→ Written request
Count the lines below that contain the word "background" and give only that number.

→ The data

★ ★ ★

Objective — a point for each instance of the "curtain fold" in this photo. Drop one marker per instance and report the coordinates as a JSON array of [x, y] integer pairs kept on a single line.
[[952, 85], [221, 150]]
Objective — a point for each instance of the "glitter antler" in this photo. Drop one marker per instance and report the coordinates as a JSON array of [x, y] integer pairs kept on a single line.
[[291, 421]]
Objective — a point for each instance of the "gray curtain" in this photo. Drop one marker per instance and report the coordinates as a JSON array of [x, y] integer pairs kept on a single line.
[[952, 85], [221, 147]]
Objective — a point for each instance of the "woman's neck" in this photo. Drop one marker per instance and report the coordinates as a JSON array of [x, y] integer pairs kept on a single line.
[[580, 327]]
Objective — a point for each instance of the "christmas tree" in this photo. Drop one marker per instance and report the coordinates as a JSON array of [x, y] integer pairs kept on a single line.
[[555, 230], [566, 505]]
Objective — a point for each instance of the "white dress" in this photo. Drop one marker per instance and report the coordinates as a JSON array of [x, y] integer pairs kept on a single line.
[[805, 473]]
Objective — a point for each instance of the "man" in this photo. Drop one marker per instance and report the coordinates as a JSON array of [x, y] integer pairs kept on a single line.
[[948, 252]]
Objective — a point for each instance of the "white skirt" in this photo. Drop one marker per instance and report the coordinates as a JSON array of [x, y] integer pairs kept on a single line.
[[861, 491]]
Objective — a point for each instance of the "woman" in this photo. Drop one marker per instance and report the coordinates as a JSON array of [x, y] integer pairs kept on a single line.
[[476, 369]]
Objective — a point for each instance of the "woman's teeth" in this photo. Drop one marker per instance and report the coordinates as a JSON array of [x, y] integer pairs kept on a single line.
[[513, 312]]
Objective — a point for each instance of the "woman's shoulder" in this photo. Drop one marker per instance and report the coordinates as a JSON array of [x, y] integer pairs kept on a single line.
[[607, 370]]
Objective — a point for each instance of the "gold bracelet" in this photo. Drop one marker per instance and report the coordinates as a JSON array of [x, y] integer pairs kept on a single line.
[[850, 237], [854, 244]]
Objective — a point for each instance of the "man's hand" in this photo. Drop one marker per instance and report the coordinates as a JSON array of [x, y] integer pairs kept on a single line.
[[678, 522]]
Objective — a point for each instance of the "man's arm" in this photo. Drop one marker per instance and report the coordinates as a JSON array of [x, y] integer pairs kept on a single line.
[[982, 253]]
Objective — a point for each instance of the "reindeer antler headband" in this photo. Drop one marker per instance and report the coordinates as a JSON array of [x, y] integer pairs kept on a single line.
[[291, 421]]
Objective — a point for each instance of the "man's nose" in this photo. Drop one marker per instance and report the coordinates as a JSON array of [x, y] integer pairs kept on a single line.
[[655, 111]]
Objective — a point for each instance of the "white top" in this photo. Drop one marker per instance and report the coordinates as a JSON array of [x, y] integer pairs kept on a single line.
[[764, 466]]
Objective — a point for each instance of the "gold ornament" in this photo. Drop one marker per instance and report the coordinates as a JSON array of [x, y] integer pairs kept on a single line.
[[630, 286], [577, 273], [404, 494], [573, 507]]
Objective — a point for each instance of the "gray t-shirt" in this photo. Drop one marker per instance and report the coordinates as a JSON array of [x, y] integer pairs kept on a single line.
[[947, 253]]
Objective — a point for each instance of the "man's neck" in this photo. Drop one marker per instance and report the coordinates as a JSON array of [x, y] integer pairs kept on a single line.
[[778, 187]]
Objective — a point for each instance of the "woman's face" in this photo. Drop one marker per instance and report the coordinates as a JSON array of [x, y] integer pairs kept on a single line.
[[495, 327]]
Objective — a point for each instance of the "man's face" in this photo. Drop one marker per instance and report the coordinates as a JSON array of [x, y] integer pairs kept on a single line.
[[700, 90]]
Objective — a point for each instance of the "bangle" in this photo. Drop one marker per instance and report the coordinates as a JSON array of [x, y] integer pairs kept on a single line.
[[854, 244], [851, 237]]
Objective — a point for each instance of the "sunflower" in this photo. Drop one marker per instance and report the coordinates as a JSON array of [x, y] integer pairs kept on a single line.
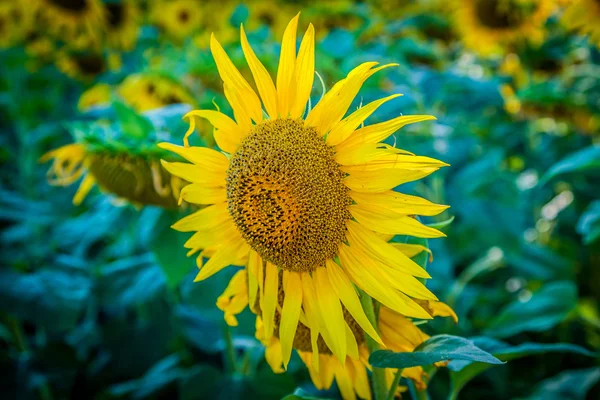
[[15, 23], [133, 178], [146, 91], [122, 24], [584, 15], [177, 19], [487, 26], [302, 197], [397, 333], [77, 22]]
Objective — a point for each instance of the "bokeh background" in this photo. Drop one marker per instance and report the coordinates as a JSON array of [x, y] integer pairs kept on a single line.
[[97, 299]]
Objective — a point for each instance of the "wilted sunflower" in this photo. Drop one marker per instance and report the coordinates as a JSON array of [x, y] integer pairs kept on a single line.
[[302, 199], [74, 21], [487, 26], [397, 333], [133, 178], [122, 24], [584, 15]]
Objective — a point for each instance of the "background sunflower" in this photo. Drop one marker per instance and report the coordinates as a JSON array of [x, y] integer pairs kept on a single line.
[[99, 299]]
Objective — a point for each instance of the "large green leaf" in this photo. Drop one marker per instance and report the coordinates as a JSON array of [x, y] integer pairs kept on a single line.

★ ★ ★

→ Full output
2